» **Directions for this task**: Collect every line in the material below that contains the word "jacket", and copy each one out. Case matters, so only lines with that same capitalization count.

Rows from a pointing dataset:
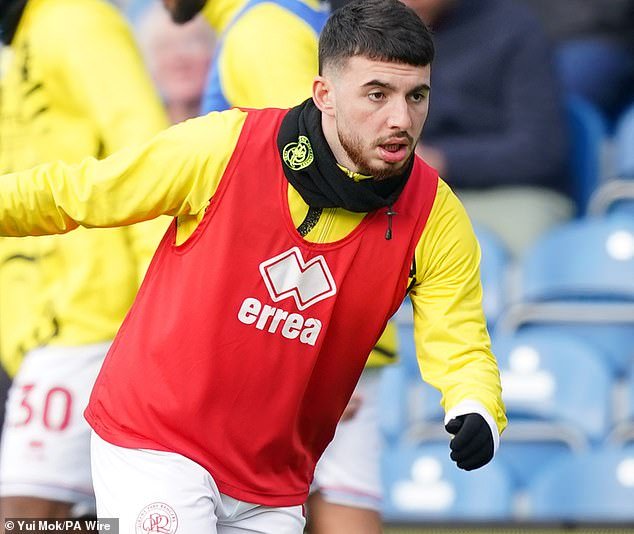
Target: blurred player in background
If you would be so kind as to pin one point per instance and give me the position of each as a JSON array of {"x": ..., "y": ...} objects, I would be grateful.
[
  {"x": 267, "y": 57},
  {"x": 73, "y": 85},
  {"x": 178, "y": 57}
]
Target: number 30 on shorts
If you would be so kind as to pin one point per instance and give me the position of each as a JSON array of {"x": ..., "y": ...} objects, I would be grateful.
[{"x": 52, "y": 409}]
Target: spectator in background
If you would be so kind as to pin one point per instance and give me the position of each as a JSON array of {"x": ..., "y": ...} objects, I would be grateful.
[
  {"x": 73, "y": 85},
  {"x": 496, "y": 129},
  {"x": 178, "y": 58},
  {"x": 594, "y": 49}
]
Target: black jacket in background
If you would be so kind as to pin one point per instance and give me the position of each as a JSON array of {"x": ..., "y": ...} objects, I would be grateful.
[{"x": 496, "y": 109}]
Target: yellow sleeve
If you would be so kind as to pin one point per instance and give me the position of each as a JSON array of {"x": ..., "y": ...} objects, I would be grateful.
[
  {"x": 106, "y": 73},
  {"x": 452, "y": 342},
  {"x": 259, "y": 68},
  {"x": 175, "y": 173}
]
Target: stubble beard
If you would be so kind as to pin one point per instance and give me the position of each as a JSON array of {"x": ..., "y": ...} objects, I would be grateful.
[{"x": 354, "y": 149}]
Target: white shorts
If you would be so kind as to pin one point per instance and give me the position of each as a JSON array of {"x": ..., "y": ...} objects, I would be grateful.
[
  {"x": 45, "y": 450},
  {"x": 155, "y": 491},
  {"x": 348, "y": 473}
]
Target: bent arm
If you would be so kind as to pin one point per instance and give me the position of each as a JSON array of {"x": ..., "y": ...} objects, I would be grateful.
[{"x": 452, "y": 342}]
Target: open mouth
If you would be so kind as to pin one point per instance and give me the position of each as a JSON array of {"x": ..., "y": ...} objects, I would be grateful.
[{"x": 393, "y": 152}]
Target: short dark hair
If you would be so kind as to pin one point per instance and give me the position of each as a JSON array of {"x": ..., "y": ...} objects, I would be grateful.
[{"x": 383, "y": 30}]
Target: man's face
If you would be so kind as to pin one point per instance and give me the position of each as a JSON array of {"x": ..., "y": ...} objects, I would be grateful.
[
  {"x": 183, "y": 10},
  {"x": 379, "y": 112}
]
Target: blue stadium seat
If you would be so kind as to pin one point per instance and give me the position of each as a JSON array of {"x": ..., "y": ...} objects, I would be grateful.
[
  {"x": 423, "y": 484},
  {"x": 596, "y": 486},
  {"x": 527, "y": 454},
  {"x": 617, "y": 194},
  {"x": 588, "y": 133},
  {"x": 580, "y": 278},
  {"x": 589, "y": 259},
  {"x": 623, "y": 432},
  {"x": 624, "y": 144},
  {"x": 556, "y": 380}
]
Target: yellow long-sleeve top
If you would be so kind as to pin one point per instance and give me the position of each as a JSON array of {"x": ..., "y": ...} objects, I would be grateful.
[
  {"x": 177, "y": 173},
  {"x": 72, "y": 85}
]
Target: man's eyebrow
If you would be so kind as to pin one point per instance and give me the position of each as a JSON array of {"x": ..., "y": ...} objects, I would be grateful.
[{"x": 386, "y": 85}]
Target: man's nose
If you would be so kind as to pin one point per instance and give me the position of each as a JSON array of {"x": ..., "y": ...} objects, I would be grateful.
[{"x": 399, "y": 115}]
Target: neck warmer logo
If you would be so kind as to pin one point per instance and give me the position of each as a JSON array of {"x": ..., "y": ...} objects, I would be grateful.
[{"x": 299, "y": 155}]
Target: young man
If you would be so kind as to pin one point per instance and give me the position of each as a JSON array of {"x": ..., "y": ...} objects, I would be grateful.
[
  {"x": 229, "y": 374},
  {"x": 73, "y": 85},
  {"x": 278, "y": 39}
]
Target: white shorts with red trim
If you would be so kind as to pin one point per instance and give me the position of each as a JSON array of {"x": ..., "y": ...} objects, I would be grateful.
[
  {"x": 348, "y": 473},
  {"x": 157, "y": 491},
  {"x": 45, "y": 450}
]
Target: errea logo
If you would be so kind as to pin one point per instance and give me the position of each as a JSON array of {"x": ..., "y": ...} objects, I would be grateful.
[{"x": 285, "y": 276}]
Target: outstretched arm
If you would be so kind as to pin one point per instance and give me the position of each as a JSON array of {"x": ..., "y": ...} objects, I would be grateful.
[
  {"x": 175, "y": 173},
  {"x": 452, "y": 343}
]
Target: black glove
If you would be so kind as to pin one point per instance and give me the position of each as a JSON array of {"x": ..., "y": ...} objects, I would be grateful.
[{"x": 472, "y": 444}]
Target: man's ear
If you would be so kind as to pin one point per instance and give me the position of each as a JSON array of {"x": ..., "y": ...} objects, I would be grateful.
[{"x": 324, "y": 95}]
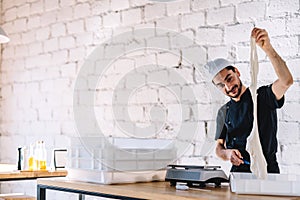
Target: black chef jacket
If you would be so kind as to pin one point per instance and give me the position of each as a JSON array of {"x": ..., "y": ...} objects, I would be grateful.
[{"x": 235, "y": 122}]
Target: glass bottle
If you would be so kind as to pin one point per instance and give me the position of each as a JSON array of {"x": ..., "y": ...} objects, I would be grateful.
[
  {"x": 31, "y": 161},
  {"x": 42, "y": 163}
]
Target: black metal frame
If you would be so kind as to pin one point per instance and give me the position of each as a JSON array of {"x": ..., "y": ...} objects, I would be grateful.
[{"x": 41, "y": 193}]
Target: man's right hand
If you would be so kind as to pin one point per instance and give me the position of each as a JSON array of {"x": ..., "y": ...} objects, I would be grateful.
[{"x": 234, "y": 156}]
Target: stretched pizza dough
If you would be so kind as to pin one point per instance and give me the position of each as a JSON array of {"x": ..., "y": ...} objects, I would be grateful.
[{"x": 258, "y": 164}]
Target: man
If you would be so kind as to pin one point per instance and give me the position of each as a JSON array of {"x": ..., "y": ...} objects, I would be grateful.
[{"x": 235, "y": 118}]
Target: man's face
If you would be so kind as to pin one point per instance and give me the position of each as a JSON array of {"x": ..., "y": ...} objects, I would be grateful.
[{"x": 228, "y": 81}]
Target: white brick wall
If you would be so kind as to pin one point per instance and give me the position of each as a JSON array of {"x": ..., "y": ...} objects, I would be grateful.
[
  {"x": 220, "y": 16},
  {"x": 51, "y": 39}
]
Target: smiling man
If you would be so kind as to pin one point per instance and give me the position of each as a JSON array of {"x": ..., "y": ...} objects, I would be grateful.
[{"x": 235, "y": 118}]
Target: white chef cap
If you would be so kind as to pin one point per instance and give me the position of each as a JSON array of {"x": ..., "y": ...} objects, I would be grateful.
[{"x": 215, "y": 66}]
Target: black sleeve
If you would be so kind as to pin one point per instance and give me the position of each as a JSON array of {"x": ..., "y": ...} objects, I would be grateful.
[
  {"x": 266, "y": 94},
  {"x": 220, "y": 121}
]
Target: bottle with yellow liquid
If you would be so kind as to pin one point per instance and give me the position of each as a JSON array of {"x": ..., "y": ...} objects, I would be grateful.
[
  {"x": 37, "y": 155},
  {"x": 31, "y": 163},
  {"x": 42, "y": 161}
]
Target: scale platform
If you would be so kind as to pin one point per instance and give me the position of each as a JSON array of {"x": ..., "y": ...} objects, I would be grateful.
[{"x": 195, "y": 176}]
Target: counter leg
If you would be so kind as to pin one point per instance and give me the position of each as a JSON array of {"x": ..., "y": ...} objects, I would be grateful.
[
  {"x": 41, "y": 193},
  {"x": 81, "y": 197}
]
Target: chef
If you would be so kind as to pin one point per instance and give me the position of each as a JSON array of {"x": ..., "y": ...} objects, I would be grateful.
[{"x": 235, "y": 118}]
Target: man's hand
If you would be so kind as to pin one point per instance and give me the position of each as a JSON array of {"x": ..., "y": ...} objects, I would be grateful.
[
  {"x": 234, "y": 156},
  {"x": 262, "y": 39}
]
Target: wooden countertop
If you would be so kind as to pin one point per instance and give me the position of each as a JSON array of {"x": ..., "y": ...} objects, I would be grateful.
[{"x": 154, "y": 190}]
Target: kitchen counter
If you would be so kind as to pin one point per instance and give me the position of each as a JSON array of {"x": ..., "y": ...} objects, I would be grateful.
[{"x": 151, "y": 190}]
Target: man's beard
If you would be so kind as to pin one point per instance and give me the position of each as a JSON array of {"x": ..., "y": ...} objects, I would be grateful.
[{"x": 239, "y": 87}]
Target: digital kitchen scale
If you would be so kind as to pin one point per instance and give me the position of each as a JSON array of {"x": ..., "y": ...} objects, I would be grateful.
[{"x": 195, "y": 176}]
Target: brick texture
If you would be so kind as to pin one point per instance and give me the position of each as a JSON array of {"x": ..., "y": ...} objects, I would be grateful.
[{"x": 51, "y": 41}]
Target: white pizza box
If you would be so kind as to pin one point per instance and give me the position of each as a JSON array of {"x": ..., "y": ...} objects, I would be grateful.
[
  {"x": 120, "y": 154},
  {"x": 115, "y": 177},
  {"x": 274, "y": 184}
]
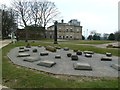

» **Output**:
Target: black jacket in background
Target: black chef jacket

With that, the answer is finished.